=== What the task requires ===
From the entries that follow, copy exactly the lines beginning at the line holding "Query: wrought iron railing" and continuing through the line holding "Where can the stone arch".

=== Data supplied ===
****

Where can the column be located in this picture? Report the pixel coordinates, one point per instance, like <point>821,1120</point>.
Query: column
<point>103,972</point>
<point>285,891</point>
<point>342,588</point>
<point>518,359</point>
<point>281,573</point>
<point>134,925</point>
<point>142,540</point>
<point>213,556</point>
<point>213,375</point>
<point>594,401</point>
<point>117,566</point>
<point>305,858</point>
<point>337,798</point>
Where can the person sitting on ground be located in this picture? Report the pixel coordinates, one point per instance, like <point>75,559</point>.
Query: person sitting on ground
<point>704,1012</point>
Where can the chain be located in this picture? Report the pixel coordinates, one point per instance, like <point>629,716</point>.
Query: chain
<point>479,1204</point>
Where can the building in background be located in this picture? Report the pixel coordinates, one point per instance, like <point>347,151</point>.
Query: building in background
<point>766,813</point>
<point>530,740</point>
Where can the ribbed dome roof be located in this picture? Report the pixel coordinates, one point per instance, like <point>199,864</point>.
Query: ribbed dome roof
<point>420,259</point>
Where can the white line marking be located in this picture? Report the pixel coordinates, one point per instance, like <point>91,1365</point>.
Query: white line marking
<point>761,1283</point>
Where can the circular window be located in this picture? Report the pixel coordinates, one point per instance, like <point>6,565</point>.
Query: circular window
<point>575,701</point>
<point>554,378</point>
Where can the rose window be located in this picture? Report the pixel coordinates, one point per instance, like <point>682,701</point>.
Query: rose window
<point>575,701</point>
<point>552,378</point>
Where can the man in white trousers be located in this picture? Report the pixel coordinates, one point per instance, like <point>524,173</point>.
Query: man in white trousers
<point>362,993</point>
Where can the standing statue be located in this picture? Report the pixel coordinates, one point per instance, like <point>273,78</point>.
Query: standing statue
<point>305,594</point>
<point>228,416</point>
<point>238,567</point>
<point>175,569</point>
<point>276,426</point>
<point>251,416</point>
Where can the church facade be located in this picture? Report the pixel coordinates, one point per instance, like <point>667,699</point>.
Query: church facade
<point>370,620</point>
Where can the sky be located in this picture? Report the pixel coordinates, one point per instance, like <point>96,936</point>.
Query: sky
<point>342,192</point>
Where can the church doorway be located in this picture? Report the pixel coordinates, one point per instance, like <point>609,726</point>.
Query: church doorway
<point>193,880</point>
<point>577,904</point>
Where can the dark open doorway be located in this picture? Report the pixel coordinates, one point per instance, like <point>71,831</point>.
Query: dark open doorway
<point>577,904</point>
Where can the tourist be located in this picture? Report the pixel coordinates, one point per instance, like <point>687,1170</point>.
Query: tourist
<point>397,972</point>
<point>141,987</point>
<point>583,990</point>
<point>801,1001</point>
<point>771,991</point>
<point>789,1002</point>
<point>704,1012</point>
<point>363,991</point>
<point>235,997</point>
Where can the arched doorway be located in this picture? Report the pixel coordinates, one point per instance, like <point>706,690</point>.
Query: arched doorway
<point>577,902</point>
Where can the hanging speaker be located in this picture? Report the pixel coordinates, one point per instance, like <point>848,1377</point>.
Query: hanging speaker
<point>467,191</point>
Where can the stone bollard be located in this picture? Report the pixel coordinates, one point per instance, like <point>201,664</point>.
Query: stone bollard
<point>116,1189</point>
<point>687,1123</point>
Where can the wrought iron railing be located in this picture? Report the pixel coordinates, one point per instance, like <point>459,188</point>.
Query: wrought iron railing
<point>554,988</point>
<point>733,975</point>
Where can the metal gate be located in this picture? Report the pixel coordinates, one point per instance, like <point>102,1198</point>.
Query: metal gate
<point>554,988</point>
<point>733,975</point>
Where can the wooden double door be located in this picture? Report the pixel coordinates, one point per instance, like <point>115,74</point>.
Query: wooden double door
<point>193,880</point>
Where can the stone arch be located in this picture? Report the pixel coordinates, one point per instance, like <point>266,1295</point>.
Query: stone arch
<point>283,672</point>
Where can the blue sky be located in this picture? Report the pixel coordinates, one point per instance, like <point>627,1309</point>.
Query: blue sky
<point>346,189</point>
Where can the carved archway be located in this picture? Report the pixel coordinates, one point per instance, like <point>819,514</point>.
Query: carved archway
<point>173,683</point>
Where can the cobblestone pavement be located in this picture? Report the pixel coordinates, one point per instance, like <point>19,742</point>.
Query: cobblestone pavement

****

=== Written response ===
Query: wrought iron railing
<point>554,988</point>
<point>733,975</point>
Where can the metal gate be located in this picture? Report the pixel coordinates, one point per instance, like <point>102,1198</point>.
Query: metal gate
<point>554,988</point>
<point>733,975</point>
Where can the wooden double door be located in this picture? Report the pixel coordinates, one point per instance, like <point>115,74</point>.
Query: wooden double door
<point>193,880</point>
Where can the stone arch be located in this picture? Report the pixel coordinates, one point per instance, like <point>266,1295</point>.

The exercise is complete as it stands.